• Task:
List every personal name that appears in the book review below.

• Exercise text:
--- --- ---
What I really liked about this book was that it was super easy to read, and it was interesting. I started reading it at work one night cause, well, I was bored. And before I knew it, I was a hundred pages through. It took me two and a half shifts at work to read it, and I'm so happy I did. It was a great book.
The second half of the novel was a lot different than the first part. I'd like to point out that before I started reading this novel I didn't know what a bell jar was. Thankfully I looked it up before I got to the point where it actually mentions it in the book and I knew what it was talking about. If I were ever to get stuck inside a bell jar and feel disconnected to the world, I'm really not sure what I would do. It seems like a terrible place to be, and returning from that place isn't easy. The thing that shocked me the most was when I learned that the book was parallel to Plath's own life, and it mimicked her decent into madness as well as Esther's. She committed suicide just months after the book was published, and the reason this book is probably so powerful because it was written with some truth behind it. The book actually contains many references to real people in Plath's life, of course with their names changed and things like that.
Esther is a really messed up girl, and she just keeps getting worse and worse as the novel progresses. The part of the book that got to me the most was when she said she just wanted to lose her virginity so she could get even with Buddy, the guy she had been dating off and on. It didn't seem like something any girl who was in her right mind would do. I don't know, I think that was one of the indications that let me know she wasn't all there. Also, how she keeps trying over and over to lose it and when she finally does she ends up bleeding all over the place. Being a girl, it just wasn't something that was very pleasant to read. I can't imagine one of my friends showing up on my doorstep with a bloody towel hanging from between her legs because she lost her virginity to some guy she just met and ended up hemorrhaging.
This novel was very easy to read, but it was also full of some very heavy stuff. Especially in the end when Esther's friend commits suicide and gets found in a tree outside the hospital she's admitted to. It caught me by surprise because she seemed genuinely happy, but apparently not. I guess you can't really judge anyone by what you see on the outside. Because after all, you never really know what's going on inside someone's head.
--- --- ---
• Records shown:
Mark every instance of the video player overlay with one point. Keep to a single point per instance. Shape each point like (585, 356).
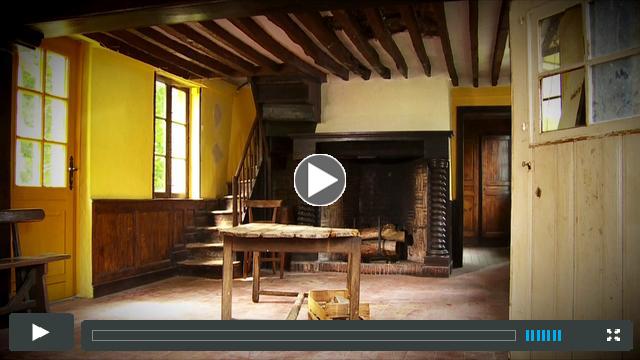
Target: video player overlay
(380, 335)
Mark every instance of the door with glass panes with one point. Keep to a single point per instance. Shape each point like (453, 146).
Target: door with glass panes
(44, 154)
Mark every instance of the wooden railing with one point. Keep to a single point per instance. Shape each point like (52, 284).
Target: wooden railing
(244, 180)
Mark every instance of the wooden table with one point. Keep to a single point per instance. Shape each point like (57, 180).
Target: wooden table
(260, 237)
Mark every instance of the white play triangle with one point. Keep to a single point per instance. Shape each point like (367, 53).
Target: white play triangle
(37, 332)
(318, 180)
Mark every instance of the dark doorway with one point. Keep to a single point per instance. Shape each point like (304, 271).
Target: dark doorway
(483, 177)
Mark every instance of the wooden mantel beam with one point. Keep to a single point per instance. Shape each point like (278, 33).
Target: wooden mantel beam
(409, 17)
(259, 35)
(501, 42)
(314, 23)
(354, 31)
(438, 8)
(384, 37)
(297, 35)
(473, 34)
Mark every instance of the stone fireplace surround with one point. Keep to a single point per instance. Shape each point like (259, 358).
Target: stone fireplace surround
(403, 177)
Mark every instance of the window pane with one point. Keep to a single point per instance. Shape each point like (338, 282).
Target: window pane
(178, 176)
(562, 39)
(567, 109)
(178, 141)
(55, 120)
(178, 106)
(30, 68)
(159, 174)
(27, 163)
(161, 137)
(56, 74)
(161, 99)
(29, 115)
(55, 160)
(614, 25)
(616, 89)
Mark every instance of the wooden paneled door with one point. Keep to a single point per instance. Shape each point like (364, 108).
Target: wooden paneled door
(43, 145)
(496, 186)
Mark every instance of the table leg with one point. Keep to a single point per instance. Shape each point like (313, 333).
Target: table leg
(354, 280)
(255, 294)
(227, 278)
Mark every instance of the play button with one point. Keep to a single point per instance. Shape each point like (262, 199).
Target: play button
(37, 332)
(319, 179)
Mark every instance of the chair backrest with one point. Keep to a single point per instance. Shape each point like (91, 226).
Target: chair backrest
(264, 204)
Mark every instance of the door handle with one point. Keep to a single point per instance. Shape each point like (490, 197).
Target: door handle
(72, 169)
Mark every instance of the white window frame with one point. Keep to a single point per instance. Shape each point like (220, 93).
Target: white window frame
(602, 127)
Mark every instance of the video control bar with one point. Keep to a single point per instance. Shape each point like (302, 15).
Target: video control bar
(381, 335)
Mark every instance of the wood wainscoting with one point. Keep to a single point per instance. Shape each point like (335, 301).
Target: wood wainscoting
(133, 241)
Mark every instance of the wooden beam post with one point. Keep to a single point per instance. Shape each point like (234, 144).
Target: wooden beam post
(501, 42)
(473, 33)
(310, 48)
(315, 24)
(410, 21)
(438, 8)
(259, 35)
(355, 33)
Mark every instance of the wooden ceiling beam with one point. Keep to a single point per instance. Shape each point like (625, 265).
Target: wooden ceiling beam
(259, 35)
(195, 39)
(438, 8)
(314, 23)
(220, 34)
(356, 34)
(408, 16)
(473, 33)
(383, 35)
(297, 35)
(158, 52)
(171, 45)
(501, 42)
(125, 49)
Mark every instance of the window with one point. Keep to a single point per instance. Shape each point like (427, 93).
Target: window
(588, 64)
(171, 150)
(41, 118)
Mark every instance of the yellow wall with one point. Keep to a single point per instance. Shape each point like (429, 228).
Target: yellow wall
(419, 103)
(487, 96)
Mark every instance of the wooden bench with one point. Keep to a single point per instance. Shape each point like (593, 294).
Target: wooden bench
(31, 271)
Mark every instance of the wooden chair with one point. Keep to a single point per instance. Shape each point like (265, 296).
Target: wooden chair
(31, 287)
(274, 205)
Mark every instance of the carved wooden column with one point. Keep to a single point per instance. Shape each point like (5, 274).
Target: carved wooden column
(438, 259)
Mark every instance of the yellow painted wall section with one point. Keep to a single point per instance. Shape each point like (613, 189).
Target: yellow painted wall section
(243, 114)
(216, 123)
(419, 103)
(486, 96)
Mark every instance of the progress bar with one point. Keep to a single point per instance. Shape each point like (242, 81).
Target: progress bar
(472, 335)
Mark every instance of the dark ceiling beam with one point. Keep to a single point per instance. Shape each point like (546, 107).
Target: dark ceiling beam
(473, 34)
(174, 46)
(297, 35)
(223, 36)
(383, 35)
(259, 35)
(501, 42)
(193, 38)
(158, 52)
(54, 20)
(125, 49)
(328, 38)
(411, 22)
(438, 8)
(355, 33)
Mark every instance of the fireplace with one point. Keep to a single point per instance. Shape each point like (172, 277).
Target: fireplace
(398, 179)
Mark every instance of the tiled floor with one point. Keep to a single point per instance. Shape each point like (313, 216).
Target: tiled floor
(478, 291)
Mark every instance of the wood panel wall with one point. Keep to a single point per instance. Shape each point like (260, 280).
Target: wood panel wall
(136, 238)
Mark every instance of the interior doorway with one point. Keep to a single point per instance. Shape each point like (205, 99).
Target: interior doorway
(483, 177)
--- --- ---
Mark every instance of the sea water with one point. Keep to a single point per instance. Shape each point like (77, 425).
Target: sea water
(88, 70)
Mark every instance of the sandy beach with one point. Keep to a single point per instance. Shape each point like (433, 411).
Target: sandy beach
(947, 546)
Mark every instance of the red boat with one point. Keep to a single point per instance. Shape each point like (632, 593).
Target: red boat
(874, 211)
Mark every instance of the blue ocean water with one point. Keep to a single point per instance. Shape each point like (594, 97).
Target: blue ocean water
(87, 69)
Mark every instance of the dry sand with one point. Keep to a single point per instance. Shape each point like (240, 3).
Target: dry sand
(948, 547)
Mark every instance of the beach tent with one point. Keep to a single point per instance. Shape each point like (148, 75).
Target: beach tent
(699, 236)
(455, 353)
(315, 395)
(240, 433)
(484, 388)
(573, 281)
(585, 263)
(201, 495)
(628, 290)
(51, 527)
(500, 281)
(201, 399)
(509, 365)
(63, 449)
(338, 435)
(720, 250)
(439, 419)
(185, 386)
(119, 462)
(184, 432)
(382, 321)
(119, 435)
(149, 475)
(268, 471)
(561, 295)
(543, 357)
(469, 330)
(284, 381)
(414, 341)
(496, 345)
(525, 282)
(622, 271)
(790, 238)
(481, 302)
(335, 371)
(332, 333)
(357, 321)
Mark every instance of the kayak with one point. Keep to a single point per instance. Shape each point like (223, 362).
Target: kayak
--- --- ---
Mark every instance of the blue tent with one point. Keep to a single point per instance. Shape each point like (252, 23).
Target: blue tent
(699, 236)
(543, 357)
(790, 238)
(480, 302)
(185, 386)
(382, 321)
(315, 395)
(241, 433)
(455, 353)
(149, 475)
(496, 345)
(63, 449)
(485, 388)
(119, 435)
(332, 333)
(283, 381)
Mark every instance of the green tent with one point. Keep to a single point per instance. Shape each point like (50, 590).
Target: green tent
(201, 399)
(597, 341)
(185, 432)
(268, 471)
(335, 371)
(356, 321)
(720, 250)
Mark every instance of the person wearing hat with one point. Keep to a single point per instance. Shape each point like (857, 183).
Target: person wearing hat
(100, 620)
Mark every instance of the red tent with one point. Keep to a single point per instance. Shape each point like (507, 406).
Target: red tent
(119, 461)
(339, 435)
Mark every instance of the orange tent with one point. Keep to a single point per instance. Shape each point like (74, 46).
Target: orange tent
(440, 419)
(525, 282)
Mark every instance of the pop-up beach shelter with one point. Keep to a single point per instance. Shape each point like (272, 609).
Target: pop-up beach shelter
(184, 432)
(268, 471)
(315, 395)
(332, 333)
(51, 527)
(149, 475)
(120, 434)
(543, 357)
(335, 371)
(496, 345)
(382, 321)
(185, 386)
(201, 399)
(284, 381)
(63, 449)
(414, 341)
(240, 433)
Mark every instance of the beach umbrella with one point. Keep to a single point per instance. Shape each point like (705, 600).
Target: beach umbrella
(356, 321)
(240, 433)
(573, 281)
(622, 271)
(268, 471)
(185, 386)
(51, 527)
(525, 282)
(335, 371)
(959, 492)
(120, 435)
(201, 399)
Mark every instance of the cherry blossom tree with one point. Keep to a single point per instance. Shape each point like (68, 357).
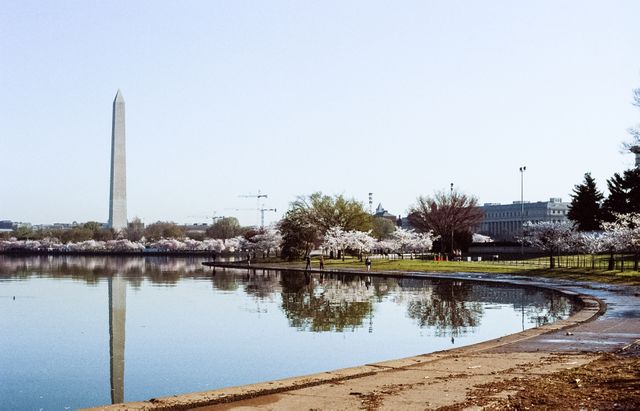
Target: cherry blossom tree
--- --- ---
• Exercise response:
The book review names three people: Plath, Esther, and Buddy.